• _WORK INSTRUCTIONS_: Whenever a line below includes the word "blue", copy that line.

────

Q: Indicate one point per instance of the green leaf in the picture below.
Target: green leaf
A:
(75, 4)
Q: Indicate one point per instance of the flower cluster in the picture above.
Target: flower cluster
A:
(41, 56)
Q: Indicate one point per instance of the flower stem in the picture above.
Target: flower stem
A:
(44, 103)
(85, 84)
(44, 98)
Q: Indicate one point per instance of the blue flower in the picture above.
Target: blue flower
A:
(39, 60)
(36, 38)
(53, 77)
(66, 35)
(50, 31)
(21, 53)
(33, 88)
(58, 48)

────

• _RESULT OF THE EXERCISE_:
Q: Indicate one point per instance of the blue flower in the picture above.
Target: blue flower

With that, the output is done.